(Natural-language object grounding data)
--- START ---

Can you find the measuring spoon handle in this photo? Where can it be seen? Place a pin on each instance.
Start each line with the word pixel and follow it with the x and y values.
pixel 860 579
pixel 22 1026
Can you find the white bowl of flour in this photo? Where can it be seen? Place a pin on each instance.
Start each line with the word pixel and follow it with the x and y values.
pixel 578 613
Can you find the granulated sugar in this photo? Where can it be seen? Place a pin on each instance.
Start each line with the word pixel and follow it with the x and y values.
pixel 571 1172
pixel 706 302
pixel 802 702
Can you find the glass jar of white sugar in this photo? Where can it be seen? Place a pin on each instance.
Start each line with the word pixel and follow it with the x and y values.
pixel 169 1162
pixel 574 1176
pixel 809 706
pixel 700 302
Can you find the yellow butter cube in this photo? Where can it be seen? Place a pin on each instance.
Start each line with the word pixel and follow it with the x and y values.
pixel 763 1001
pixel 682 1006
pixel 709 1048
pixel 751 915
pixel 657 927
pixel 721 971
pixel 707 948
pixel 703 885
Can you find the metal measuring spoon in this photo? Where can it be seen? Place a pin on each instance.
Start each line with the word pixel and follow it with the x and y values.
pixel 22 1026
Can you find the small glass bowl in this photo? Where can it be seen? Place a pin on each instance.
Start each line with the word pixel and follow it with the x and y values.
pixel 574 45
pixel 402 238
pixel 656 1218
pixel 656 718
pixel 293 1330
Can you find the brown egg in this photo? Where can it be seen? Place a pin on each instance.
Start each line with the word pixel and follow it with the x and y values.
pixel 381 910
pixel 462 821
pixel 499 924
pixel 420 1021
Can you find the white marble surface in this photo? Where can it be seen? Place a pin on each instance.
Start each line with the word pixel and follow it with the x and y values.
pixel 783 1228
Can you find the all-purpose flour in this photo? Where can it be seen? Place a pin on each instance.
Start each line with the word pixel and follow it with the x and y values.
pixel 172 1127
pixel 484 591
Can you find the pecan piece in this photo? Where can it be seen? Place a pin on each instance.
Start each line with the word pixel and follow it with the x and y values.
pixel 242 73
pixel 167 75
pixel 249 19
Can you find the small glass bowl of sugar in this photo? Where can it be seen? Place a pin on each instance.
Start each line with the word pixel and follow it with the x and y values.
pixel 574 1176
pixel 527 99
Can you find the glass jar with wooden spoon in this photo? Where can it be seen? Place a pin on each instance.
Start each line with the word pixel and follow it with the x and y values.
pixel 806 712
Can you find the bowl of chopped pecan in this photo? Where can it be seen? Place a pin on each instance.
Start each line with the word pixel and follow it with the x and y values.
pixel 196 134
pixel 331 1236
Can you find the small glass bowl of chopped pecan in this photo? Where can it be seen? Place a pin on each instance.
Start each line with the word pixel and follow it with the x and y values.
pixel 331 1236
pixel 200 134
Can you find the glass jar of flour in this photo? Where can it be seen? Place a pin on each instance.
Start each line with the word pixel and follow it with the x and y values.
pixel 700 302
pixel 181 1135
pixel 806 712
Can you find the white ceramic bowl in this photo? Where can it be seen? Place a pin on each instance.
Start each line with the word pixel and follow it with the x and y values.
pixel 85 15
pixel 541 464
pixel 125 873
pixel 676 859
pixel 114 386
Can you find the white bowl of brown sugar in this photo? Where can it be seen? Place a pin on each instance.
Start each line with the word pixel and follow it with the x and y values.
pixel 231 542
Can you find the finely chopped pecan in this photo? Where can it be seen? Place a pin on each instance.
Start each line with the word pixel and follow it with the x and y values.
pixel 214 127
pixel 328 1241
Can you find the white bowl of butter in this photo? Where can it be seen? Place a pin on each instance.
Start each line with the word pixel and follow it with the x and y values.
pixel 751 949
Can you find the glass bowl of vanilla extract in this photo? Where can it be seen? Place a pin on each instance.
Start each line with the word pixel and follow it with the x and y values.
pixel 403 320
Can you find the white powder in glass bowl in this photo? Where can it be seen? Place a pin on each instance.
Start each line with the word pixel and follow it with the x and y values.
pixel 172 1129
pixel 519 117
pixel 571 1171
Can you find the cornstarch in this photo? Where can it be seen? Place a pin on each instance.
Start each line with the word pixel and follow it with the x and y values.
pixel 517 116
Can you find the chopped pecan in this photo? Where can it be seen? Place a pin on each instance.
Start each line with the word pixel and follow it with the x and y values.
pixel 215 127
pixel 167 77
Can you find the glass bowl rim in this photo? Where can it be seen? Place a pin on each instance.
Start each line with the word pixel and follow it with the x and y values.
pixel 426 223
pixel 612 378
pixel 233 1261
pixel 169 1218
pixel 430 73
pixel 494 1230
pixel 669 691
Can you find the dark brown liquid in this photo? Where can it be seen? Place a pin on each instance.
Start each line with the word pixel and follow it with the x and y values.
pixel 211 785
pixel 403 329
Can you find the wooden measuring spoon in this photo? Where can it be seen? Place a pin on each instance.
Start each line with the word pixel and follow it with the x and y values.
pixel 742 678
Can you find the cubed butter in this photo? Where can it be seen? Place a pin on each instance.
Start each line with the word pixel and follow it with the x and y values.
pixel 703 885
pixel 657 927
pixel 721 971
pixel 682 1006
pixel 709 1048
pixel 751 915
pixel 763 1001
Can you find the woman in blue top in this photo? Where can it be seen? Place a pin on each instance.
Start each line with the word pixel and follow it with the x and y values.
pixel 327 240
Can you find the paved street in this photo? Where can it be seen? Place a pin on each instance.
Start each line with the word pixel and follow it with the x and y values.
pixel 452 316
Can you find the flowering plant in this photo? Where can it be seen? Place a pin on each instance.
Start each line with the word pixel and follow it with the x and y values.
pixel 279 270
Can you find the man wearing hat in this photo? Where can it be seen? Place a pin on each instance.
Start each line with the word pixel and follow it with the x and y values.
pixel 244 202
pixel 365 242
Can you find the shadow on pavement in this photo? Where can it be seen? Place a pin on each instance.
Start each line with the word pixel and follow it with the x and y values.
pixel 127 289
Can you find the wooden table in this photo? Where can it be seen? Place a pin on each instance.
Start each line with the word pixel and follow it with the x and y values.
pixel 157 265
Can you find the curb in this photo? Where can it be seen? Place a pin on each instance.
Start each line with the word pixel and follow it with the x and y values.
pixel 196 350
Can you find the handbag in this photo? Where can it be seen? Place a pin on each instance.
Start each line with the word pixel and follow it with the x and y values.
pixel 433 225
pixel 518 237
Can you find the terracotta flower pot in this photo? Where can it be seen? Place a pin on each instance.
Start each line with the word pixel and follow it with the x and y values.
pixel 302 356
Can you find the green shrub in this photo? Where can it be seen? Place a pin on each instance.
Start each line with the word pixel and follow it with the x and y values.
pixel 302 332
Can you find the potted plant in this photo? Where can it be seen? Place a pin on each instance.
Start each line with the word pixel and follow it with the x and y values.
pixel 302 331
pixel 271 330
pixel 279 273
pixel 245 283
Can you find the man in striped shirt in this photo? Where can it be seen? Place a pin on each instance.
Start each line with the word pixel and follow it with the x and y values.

--- END ---

* Problem requirements
Above are the records. Identify each line that contains the word "glass".

* Output
Can you find the glass jar of white sugar in this photo? Where can it be seen? Place a pin on each instance.
Can you find the small glass bowl in this photo? Where can it be seen? Place a pin on each instance.
Can you find the small glass bowl of sugar in this photo? Where can it be seen? Place a pin on each instance.
Can you find the glass jar with wooden spoon in this photo? Where can it be seen? Place a pin on each instance.
Can you find the small glass bowl of chopped pecan in this photo? Where can it be seen? Place a pin on each instance.
Can you find the glass jar of flour in this photo? Where can it be seen? Place a pin on each instance.
Can you find the glass bowl of vanilla extract in this photo? Where can it be seen? Place a pin on each instance.
Can you find the white powder in glass bowl in this photo? Where can it be seen? Place a pin on each instance.
Can you find the glass bowl rim in this photo? Where can it be seen? Place a pin on each instance.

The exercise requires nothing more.